What you produce should be the lines from the line containing "Would you mind pointing out the white shelf" through the last line below, both ends included, reproduced exactly and without pictures.

Records from a data source:
+===+
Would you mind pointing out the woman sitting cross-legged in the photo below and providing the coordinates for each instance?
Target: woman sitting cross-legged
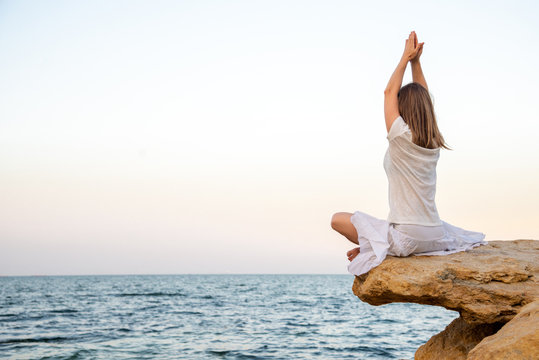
(413, 225)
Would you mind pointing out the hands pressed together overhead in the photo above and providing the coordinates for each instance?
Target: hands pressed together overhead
(412, 49)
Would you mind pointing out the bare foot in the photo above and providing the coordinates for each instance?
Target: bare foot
(352, 254)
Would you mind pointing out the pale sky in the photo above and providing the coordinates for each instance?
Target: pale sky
(141, 137)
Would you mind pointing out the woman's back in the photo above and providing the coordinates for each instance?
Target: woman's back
(411, 173)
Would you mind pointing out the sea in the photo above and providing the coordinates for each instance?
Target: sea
(205, 317)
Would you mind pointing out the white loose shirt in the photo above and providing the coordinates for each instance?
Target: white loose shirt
(411, 173)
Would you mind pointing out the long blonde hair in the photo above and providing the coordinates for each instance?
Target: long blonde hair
(415, 107)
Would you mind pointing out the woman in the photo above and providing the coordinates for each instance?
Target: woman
(413, 225)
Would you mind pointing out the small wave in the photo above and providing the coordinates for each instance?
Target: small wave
(37, 340)
(232, 353)
(64, 311)
(361, 349)
(150, 294)
(187, 312)
(81, 354)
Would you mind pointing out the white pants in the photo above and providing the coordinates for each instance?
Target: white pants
(429, 238)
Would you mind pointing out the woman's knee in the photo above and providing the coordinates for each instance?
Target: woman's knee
(339, 219)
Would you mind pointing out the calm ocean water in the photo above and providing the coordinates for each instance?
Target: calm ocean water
(205, 317)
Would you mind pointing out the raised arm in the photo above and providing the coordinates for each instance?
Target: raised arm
(417, 72)
(391, 103)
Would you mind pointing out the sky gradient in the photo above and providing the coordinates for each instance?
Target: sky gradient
(220, 136)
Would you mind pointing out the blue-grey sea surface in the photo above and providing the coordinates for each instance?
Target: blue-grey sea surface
(205, 317)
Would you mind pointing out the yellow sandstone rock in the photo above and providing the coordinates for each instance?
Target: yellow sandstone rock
(488, 285)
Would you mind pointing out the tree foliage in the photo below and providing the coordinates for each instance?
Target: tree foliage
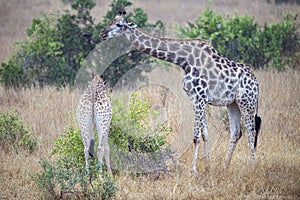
(57, 46)
(240, 38)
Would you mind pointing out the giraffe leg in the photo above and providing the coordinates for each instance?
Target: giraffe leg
(85, 121)
(234, 114)
(250, 127)
(102, 124)
(200, 128)
(106, 154)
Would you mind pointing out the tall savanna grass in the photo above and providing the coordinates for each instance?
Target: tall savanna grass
(276, 174)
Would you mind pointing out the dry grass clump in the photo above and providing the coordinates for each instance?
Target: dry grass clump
(276, 174)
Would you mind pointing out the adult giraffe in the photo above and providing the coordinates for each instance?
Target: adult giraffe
(209, 79)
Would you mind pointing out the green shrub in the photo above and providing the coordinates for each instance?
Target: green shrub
(131, 129)
(58, 45)
(14, 134)
(70, 144)
(241, 39)
(63, 179)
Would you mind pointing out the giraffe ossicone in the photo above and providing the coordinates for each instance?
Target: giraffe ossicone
(209, 79)
(94, 109)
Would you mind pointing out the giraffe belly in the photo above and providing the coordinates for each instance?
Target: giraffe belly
(220, 101)
(221, 98)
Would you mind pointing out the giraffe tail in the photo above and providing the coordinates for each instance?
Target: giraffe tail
(257, 128)
(91, 148)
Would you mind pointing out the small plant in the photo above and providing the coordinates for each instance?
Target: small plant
(137, 145)
(66, 178)
(131, 129)
(14, 134)
(70, 144)
(63, 179)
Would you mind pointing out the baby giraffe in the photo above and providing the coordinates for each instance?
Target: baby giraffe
(95, 109)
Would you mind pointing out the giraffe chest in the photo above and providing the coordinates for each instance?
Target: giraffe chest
(214, 91)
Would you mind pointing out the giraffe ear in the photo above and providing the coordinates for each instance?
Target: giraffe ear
(122, 12)
(132, 25)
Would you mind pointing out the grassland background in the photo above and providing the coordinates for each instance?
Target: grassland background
(48, 111)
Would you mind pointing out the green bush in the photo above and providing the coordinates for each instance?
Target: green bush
(131, 129)
(66, 178)
(240, 38)
(63, 180)
(70, 144)
(14, 134)
(58, 45)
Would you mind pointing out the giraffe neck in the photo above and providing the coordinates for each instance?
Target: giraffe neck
(181, 52)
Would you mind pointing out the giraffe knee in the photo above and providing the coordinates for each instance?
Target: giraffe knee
(239, 135)
(196, 140)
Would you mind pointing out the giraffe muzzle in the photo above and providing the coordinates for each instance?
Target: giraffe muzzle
(104, 35)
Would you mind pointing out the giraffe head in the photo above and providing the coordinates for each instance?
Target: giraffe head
(117, 27)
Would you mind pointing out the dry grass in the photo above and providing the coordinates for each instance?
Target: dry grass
(48, 111)
(276, 174)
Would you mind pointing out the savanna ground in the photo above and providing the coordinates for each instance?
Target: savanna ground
(276, 174)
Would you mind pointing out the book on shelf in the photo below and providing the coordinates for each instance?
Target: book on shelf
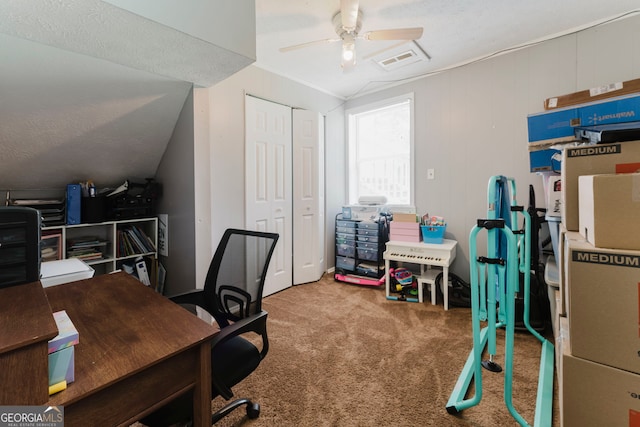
(133, 241)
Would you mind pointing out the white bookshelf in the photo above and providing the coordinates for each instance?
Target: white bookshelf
(106, 234)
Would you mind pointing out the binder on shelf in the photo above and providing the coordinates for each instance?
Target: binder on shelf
(74, 203)
(141, 268)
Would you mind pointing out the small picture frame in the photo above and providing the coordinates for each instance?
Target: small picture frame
(51, 247)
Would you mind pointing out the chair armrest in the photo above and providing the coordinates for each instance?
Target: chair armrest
(256, 323)
(195, 297)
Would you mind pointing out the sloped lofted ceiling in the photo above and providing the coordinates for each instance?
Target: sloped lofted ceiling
(92, 89)
(89, 90)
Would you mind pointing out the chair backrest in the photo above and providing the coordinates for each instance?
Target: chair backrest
(235, 280)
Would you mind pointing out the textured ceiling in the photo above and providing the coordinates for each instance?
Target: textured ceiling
(455, 32)
(92, 91)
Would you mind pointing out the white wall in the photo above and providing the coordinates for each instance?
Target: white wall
(471, 122)
(175, 173)
(227, 143)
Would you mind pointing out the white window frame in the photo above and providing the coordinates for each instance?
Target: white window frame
(351, 189)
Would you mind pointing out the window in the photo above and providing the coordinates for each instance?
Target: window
(380, 144)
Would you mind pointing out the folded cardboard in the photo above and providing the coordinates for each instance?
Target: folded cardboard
(609, 210)
(559, 125)
(61, 350)
(64, 271)
(597, 395)
(604, 313)
(593, 94)
(623, 157)
(561, 262)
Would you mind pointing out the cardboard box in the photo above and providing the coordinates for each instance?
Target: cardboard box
(623, 157)
(604, 313)
(61, 350)
(558, 125)
(593, 94)
(609, 210)
(598, 395)
(404, 231)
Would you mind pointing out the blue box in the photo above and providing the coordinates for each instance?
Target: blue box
(559, 124)
(74, 203)
(433, 233)
(548, 160)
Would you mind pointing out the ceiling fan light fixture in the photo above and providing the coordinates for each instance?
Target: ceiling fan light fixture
(348, 51)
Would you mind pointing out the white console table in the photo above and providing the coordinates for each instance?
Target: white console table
(426, 255)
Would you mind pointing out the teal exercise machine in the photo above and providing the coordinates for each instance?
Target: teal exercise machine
(494, 283)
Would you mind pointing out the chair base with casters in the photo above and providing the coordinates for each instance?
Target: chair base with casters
(232, 294)
(253, 410)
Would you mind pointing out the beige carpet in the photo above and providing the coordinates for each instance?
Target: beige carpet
(343, 355)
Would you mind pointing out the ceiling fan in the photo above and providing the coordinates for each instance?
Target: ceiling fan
(347, 23)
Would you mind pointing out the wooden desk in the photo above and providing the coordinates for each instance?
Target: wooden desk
(26, 326)
(137, 351)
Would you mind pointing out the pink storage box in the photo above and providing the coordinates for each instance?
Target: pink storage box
(404, 231)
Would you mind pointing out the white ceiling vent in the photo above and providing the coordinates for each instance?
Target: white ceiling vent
(400, 57)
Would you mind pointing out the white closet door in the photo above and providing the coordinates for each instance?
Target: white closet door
(268, 182)
(308, 196)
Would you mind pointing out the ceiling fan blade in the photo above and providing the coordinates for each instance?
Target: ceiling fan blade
(349, 14)
(395, 34)
(307, 44)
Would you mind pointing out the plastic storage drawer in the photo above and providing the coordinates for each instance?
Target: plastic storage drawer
(366, 238)
(344, 223)
(345, 263)
(367, 232)
(367, 254)
(351, 230)
(346, 249)
(344, 237)
(369, 225)
(368, 245)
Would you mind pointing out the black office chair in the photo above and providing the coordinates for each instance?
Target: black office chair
(232, 294)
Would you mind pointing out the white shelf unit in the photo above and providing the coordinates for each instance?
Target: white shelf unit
(107, 232)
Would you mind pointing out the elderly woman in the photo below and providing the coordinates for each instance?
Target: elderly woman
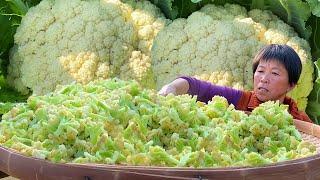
(276, 69)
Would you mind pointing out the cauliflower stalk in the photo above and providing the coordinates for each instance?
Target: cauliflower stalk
(63, 41)
(218, 43)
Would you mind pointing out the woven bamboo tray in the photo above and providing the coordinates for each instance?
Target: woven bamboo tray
(24, 167)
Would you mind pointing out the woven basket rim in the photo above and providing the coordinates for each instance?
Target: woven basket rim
+===+
Problem solution »
Would you mind pointing out the white shelf unit in the photo above and providing the coordinates for each instance?
Target: white shelf unit
(107, 232)
Would you mind pointing out the elderly woman in the photo below and providing the coordinates for each instance?
Target: elderly woman
(276, 69)
Would you mind pointing out the cauliflower stalk in the photo above and providing the coordinates for each instance?
Target: cauliflower stalk
(63, 41)
(218, 43)
Would you mind pointing out the woven bamboo tray in the photo above and providing the coordinates for each instance?
Target: woven bamboo tray
(24, 167)
Would you mind pointing out the woven basket rim in the photo above and providing the coordinates for each instance?
Target: woven basket rim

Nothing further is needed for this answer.